Trabalho pedido →
**1)** Por favor, devolva do texto sobre o recurso jurisdicional tudo desde "V. Neste mesmo" até "4.º do ETAF.".
**2)** Segundo o texto sobre o recurso jurisdicional, qual é o sinal verdadeiramente distintivo que qualifica uma ação como ação de reivindicação?
**3)** Escreva a continuação do texto sobre o recurso jurisdicional a partir do ponto em que ele termina.

Texto a ler →

************

Termos em que, atento o exposto, o presente recurso jurisdicional deve ser julgado totalmente improcedente, por não provado, mantendo-se integralmente a decisão recorrida, para todos os efeitos e com todas as consequências legais, só assim se fazendo JUSTIÇA!

4. O Município também contra-alegou concluindo que:

I. Numa tentativa de colocar em crise a douta Sentença recorrida, na qual o Tribunal “a quo” julgou verificada a exceção dilatória de incompetência absoluta do Tribunal em razão da matéria, os Recorrentes, nas Conclusões 1) a 5) das suas Alegações de Recurso, forçam a qualificação do caso sub judice como uma ação de reivindicação.

II. Olvidam, contudo, que, nos termos e ao abrigo do disposto no n.º 1 do art. 1311.º do CC, o objeto e objetivo de uma ação de reivindicação é permitir que o proprietário de determinada coisa exija judicialmente de qualquer possuidor ou detentor da mesma (i) o reconhecimento do seu direito de propriedade e, (ii) a consequente restituição do que lhe pertence.

III. Sendo certo que o sinal verdadeiramente distintivo da “Ação de reivindicação” e que a qualifica como tal é o pedido de restituição (a reivindicação) do objeto do direito de propriedade, tem entendido, uniformemente, a Jurisprudência dos nossos Tribunais que, neste tipo de ação, o pedido tem, obrigatoriamente, de coincidir com o reconhecimento do direito de propriedade do reivindicante sobre a coisa e a restituição desta àquele.

IV. No caso sub judice nem o objeto do litígio, nem os pedidos formulados permitem a qualificação da ação como uma “ação de reivindicação”, porquanto não se discute o direito de propriedade dos Recorrentes sobre o prédio identificado na douta p.i.; não foi formulado qualquer pedido de reconhecimento do direito de propriedade dos Autores, ora Recorrentes, sobre o referido prédio; nem o Recorrido Município ..., nem a Recorrida Freguesia ... são possuidores ou, sequer, detentores do prédio em referência; tão pouco foi peticionada pelos Autores a sua restituição (nem o poderia ser).

V. Neste mesmo sentido decidiu – e bem – a douta Sentença recorrida, que, após esclarecer que “não estamos perante direitos reais, mas antes perante uma alegada atuação da Ré que violou o direito de propriedade dos Autores, com consequências várias.”, concluiu que a presente ação tinha “por objeto questões relativas à responsabilidade civil extracontratual das pessoas coletivas de direito”, competindo, por conseguinte, à jurisdição administrativa a apreciação e julgamento do litígio, em conformidade com o preceituado na al. f) do n.º 1 do art. 4.º do ETAF.

************

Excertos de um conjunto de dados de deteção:
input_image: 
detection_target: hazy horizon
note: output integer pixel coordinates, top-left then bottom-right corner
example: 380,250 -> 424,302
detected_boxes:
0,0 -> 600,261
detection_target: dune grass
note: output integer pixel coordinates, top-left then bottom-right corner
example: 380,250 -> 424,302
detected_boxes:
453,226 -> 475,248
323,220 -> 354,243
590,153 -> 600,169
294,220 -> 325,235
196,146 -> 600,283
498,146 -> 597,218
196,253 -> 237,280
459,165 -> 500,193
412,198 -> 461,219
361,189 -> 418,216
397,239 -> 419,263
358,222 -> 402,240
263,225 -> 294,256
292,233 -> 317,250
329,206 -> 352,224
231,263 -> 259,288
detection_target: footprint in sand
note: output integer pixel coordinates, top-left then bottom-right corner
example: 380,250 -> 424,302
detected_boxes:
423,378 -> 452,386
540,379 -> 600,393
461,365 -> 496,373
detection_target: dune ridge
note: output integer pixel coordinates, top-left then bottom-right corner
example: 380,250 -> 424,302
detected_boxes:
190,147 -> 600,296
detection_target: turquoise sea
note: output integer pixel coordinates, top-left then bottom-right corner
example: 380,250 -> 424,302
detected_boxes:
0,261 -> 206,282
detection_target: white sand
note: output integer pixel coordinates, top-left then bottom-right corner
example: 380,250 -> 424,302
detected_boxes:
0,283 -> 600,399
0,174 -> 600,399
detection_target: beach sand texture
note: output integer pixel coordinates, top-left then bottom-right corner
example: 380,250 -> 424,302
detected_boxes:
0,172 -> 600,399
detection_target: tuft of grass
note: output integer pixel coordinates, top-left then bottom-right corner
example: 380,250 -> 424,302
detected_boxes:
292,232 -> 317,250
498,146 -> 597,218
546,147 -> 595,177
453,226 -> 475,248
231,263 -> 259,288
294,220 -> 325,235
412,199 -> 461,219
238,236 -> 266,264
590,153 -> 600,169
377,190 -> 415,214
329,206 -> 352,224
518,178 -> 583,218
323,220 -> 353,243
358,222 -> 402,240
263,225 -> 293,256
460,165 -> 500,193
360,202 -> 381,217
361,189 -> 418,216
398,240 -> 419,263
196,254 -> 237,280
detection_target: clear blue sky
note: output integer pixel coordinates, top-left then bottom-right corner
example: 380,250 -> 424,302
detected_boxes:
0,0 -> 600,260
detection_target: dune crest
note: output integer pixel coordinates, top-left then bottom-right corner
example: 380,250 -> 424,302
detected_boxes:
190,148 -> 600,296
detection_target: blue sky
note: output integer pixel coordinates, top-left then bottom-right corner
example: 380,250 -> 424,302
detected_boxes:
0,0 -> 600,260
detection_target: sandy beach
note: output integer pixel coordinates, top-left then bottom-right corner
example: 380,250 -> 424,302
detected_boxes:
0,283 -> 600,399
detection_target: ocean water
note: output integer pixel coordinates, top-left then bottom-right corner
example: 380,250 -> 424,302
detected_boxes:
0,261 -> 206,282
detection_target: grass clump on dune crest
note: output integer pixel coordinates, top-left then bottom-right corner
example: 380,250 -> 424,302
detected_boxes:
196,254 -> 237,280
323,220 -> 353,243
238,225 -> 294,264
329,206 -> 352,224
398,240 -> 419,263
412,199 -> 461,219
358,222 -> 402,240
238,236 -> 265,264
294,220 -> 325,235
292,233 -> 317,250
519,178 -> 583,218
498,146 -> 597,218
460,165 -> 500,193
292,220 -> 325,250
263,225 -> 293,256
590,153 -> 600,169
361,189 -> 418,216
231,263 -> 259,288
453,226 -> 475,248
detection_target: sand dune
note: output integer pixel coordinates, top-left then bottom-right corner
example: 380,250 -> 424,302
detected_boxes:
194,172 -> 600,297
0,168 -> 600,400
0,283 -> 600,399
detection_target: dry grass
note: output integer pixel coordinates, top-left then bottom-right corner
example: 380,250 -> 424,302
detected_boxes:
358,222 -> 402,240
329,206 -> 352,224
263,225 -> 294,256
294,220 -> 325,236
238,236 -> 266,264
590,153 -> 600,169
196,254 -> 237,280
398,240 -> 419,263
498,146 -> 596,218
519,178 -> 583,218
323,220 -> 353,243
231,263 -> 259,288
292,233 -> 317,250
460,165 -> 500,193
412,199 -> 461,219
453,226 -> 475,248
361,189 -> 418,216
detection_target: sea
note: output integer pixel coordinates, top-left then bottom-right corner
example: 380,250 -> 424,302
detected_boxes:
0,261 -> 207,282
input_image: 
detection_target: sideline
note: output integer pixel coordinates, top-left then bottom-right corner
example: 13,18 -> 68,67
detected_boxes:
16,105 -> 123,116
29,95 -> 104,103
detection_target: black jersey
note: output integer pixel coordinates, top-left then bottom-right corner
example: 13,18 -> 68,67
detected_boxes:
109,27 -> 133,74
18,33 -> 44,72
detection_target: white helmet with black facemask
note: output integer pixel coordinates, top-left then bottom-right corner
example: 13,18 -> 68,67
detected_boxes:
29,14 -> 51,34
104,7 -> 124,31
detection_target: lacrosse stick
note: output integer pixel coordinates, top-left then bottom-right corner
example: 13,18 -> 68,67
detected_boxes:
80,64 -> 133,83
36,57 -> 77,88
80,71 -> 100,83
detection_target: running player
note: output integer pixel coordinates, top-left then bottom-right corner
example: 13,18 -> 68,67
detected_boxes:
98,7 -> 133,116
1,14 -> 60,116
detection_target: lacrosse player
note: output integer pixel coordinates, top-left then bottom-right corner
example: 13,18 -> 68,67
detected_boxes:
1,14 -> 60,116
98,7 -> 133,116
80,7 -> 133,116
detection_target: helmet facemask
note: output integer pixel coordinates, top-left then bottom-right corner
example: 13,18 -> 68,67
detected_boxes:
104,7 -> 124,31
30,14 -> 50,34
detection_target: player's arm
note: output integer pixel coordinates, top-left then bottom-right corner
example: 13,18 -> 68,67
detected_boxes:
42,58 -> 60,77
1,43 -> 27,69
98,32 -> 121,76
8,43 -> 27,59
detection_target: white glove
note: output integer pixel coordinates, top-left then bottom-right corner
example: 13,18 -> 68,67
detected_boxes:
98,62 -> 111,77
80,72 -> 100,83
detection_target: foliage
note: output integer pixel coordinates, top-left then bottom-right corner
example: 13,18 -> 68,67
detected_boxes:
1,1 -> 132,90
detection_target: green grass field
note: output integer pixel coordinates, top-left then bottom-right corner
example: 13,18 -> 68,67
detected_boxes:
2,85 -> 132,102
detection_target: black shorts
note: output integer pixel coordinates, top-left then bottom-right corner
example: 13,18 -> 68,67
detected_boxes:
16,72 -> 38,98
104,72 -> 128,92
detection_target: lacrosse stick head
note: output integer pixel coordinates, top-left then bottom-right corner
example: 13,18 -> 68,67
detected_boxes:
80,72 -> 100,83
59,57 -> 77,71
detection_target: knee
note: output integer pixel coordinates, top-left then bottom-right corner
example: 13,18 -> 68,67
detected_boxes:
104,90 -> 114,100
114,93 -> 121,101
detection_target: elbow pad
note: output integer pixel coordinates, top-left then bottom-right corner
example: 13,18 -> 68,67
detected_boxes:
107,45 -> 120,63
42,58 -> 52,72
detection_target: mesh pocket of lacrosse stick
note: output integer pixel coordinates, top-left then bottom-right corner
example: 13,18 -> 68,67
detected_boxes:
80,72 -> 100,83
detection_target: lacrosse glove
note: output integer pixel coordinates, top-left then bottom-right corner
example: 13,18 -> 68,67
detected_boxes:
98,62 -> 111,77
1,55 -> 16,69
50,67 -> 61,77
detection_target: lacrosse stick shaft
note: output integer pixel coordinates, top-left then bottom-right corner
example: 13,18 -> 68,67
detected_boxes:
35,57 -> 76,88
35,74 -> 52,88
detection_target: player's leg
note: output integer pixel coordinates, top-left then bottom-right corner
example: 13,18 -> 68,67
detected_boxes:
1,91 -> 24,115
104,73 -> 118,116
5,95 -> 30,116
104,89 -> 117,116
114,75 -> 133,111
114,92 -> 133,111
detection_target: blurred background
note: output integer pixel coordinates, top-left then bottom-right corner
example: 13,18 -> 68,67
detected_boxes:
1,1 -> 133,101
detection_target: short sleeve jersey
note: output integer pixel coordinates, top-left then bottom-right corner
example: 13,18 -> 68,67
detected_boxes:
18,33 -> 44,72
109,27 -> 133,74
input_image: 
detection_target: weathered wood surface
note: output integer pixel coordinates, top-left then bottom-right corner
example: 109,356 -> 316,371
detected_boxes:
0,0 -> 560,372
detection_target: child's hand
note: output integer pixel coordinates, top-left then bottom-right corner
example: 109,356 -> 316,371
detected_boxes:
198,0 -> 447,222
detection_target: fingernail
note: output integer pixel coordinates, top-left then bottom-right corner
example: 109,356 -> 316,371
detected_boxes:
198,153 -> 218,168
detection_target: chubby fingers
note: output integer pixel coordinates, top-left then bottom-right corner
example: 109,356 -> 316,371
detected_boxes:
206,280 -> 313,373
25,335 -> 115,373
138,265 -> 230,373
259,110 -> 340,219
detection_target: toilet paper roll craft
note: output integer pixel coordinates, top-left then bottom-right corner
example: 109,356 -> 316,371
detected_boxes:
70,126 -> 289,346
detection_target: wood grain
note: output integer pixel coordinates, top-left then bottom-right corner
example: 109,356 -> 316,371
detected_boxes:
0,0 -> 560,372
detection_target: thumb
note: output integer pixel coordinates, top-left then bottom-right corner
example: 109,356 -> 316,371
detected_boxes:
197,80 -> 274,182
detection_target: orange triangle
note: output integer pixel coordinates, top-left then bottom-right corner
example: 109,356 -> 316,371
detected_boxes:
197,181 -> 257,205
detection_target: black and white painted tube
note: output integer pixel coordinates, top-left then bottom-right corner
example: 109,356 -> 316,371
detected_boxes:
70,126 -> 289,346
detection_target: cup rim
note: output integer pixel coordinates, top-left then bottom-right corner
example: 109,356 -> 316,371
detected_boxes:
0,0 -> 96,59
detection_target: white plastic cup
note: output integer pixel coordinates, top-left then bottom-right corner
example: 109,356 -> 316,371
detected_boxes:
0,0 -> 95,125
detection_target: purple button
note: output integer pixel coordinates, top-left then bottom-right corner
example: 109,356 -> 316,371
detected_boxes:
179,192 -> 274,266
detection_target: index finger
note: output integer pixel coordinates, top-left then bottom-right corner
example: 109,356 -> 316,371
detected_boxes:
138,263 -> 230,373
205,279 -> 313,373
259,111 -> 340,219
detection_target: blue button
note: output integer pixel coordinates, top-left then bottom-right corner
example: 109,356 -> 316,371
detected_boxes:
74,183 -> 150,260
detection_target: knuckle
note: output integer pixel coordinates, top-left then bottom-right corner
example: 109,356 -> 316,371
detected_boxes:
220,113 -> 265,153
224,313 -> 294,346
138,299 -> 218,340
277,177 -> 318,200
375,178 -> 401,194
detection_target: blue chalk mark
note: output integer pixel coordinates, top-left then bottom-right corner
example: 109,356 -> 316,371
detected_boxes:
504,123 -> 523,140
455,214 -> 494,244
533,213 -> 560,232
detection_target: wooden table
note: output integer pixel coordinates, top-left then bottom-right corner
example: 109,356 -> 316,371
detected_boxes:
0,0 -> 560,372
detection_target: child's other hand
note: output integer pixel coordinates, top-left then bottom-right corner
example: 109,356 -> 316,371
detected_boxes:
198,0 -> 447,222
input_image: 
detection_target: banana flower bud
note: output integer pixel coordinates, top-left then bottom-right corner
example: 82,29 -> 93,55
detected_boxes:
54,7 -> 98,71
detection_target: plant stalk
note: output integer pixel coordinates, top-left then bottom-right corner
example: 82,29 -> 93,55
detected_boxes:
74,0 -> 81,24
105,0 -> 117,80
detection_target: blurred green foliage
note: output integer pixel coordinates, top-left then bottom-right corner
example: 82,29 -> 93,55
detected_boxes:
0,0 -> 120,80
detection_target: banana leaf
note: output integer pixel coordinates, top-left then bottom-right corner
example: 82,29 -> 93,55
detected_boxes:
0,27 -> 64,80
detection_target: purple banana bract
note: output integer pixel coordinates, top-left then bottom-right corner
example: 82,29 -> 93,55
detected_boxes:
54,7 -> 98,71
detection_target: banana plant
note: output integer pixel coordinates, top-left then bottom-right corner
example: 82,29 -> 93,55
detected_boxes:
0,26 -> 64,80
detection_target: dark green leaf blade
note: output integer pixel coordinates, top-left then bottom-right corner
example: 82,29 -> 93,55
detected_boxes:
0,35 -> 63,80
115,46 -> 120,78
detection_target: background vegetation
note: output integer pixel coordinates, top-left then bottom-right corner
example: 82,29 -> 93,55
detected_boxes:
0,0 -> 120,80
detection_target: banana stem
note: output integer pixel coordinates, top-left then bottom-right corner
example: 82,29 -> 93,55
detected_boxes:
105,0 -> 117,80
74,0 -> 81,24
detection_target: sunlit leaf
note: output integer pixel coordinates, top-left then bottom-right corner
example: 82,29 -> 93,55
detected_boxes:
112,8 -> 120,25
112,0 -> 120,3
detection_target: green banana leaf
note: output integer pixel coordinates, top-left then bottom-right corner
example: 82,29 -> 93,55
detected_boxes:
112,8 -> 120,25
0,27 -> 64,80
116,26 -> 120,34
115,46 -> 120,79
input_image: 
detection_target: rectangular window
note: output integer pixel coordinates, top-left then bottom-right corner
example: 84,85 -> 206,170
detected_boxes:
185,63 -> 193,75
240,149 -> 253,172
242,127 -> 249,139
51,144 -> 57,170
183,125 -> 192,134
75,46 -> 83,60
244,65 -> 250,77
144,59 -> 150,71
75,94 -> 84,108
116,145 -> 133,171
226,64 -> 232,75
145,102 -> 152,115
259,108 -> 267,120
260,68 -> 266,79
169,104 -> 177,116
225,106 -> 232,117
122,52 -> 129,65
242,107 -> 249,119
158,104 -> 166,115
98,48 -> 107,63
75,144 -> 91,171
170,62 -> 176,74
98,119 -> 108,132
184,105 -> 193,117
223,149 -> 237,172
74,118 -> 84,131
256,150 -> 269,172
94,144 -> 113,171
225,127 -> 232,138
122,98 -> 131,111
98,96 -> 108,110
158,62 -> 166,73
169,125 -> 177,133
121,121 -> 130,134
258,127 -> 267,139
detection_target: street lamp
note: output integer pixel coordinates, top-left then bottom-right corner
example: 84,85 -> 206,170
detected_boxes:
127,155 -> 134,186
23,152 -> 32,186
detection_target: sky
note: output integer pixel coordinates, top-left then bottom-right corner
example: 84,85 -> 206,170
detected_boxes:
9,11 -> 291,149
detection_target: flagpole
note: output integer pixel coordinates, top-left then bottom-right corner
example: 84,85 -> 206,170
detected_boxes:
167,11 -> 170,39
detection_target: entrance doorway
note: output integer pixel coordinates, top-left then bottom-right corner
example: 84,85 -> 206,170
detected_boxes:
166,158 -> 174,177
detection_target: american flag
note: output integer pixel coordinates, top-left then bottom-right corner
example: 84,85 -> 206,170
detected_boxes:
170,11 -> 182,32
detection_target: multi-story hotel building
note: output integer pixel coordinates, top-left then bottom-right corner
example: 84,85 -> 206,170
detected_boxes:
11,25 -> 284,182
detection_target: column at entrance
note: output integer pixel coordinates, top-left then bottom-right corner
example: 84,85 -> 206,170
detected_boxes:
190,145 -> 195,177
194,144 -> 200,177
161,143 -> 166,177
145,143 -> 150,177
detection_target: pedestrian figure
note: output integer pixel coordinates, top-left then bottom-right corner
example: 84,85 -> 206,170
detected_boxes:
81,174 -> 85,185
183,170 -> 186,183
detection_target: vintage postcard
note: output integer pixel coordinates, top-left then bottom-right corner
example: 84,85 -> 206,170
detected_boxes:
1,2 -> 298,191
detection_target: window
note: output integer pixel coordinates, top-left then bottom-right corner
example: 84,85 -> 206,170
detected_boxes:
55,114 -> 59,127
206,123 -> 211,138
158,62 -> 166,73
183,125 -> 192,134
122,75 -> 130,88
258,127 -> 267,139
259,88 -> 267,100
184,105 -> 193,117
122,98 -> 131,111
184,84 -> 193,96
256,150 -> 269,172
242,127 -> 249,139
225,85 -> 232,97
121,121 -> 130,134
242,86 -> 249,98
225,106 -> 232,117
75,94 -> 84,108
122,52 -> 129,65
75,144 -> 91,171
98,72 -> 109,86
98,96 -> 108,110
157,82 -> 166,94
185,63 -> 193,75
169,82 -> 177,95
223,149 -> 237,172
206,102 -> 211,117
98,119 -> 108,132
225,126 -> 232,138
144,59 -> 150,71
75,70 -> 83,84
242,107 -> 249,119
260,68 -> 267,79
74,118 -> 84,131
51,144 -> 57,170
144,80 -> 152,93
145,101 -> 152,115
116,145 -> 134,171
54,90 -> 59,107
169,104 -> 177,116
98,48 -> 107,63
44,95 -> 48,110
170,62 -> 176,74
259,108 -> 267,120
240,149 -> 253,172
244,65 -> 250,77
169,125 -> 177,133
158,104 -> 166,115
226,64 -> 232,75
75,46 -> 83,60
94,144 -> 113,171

************

Em resposta →
**1)**
V. Neste mesmo sentido decidiu – e bem – a douta Sentença recorrida, que, após esclarecer que “não estamos perante direitos reais, mas antes perante uma alegada atuação da Ré que violou o direito de propriedade dos Autores, com consequências várias.”, concluiu que a presente ação tinha “por objeto questões relativas à responsabilidade civil extracontratual das pessoas coletivas de direito”, competindo, por conseguinte, à jurisdição administrativa a apreciação e julgamento do litígio, em conformidade com o preceituado na al. f) do n.º 1 do art. 4.º do ETAF.

**2)** O pedido de restituição (a reivindicação) do objeto do direito de propriedade.

**3)**
Sucede que,

VI. Partindo (erradamente) do pressuposto de que estamos perante uma ação de reivindicação, os Recorrentes invocam, nas Conclusões 6) a 13) das suas Alegações de Recurso, que a douta Sentença recorrida violou o disposto no n.º 1 do art. 64.º do CPC e no art. 4.º do Estatuto dos Tribunal Administrativos e Fiscais («ETAF») ao julgar verificada a exceção dilatória de incompetência absoluta do Tribunal “a quo”.

VII. Para atingir a sua pretensão, os Recorrentes citam uma série de trechos jurisprudenciais, que julgam os tribunais comuns competentes para decidir ações de reivindicação.

VIII. Porém, como vimos, no caso sub judice não estamos envoltos numa discussão sobre direitos reais, tão pouco perante o suprarreferido tipo de ação.

Efetivamente,

IX. Ao contrário do que alegam os Recorrentes, os três pedidos por si formulados na p.i. (a., b. e c.), traduzem-se ou reconduzem-se a pedidos de indemnização pela alegada prática de factos ilícitos.

X. O primeiro, por reconstituição natural ou indemnização em espécie; os demais, por indemnização monetária.

XI. Sendo a determinação da indemnização a atribuir aos Autores (caso se provasse a ilicitude, o dano e o nexo de causalidade) a única questão que se levanta nos presentes autos, resulta inequívoco que estamos perante uma ação de responsabilidade civil extracontratual de pessoas coletivas de direito público – como muito bem decidiu a douta Sentença recorrida.

Ora,

XII. O n.º 3 do art. 212.º da CRP determina a competência dos tribunais administrativos e fiscais para julgar “as ações e recursos contenciosos que tenham por objeto dirimir os litígios emergentes das relações jurídicas administrativas e fiscais”.

XIII. Acrescentando a alínea f) do n.º 1 do art. 4.º do ETAF, que “Compete aos tribunais da jurisdição administrativa e fiscal a apreciação de litígios que tenham por objeto questões relativas a: (…) f) Responsabilidade civil extracontratual das pessoas coletivas de direito público, incluindo por danos resultantes do exercício das funções política, legislativa e jurisdicional, sem prejuízo do disposto na alínea a) do n.º 4;”.

XIV. Estando, precisamente, em causa uma ação de responsabilidade civil extracontratual de pessoas coletivas de direito público, dúvidas não podem subsistir de que o presente litígio entra na jurisdição dos tribunais administrativos e fiscais.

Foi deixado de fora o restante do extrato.